*** TEXTO EXTRAÍDO
Esse aumento veio na esteira da imposição de restrições à produção em Tangshan, principal cidade siderúrgica da China, como parte de uma ofensiva do governo contra a poluição. Ainda assim, as medidas serviram apenas para reduzir a capacidade produtiva na cidade e elevar os preços internos, algo que as usinas em outras partes do país aproveitaram.
Uma série de outros fatores contribuiu para espremer o lado da oferta no mercado de navegação, desde as exportações recorde dos EUA de grãos para rações até a disputa comercial entre China e Austrália, que deixou embarcações com carvão e outros produtos paradas do lado de fora de portos do maior importador de commodities do mundo.
“As estrelas estão alinhadas para a carga seca a granel”, disse Lasse Kristoffesen, executivo-chefe da transportadora marítima norueguesa Torvald Klaveness.
******
→ INSTRUÇÕES DOS EXERCÍCIOS
1. Reproduza do texto sobre a carga seca a granel o trecho que vai de "Uma série de" até "commodities do mundo.", inclusive.
2. Indique se cada afirmação abaixo está de acordo com o texto sobre a carga seca a granel, respondendo sim ou não e citando as palavras do texto que decidem a questão: (a) As restrições à produção em Tangshan fizeram parte de uma ofensiva do governo contra a poluição. (b) As medidas adotadas em Tangshan reduziram os preços internos. (c) Lasse Kristoffesen dirige uma transportadora marítima sueca.
*** DADOS FORNECIDOS
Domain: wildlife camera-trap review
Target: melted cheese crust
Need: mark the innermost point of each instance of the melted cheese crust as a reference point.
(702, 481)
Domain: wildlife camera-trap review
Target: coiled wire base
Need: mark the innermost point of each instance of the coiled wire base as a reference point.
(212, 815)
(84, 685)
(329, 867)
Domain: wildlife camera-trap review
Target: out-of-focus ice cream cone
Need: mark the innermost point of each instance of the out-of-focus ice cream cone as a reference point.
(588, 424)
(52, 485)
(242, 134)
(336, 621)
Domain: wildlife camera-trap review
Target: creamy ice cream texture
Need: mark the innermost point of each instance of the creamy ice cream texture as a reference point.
******
*** DADOS FORNECIDOS
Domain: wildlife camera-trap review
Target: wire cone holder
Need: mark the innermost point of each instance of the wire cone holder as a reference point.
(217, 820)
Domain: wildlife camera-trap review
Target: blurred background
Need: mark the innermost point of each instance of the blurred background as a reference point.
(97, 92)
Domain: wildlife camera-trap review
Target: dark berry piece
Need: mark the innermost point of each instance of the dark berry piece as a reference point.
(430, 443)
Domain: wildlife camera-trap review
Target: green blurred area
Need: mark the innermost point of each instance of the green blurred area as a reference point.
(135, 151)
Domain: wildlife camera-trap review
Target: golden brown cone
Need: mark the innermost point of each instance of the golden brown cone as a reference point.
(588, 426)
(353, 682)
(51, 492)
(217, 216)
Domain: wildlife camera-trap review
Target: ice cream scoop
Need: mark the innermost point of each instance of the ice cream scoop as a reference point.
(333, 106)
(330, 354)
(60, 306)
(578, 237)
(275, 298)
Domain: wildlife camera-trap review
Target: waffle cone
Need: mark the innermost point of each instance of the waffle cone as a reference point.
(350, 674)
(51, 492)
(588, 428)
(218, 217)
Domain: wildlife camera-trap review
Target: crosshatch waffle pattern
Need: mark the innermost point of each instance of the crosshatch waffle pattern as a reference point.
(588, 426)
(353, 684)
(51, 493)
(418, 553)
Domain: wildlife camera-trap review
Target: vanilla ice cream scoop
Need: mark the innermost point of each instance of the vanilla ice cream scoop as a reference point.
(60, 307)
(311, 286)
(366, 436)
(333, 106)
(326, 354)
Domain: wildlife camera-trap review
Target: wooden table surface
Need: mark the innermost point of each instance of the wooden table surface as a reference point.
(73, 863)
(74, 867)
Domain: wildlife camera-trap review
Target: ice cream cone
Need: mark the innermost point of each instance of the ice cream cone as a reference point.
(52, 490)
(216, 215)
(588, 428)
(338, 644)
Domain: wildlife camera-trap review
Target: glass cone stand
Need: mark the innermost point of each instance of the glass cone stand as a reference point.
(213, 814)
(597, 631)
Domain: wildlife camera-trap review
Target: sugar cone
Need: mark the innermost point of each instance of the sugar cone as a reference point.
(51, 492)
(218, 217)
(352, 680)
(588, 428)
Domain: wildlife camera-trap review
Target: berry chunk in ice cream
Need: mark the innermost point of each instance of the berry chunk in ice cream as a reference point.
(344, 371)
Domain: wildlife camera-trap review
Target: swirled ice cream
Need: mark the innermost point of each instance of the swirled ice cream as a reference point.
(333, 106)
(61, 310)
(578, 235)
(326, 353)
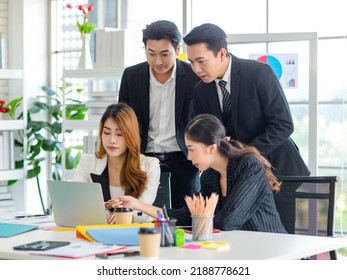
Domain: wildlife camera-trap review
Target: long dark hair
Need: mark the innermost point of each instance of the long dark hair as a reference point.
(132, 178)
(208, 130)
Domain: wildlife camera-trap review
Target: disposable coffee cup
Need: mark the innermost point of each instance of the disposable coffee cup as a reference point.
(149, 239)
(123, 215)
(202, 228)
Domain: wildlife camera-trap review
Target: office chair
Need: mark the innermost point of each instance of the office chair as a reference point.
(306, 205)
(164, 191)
******
→ SOLUÇÕES POR EXERCÍCIO
1.
Uma série de outros fatores contribuiu para espremer o lado da oferta no mercado de navegação, desde as exportações recorde dos EUA de grãos para rações até a disputa comercial entre China e Austrália, que deixou embarcações com carvão e outros produtos paradas do lado de fora de portos do maior importador de commodities do mundo.

2.
(a) Sim: "como parte de uma ofensiva do governo contra a poluição".
(b) Não: "elevar os preços internos".
(c) Não: "transportadora marítima norueguesa Torvald Klaveness".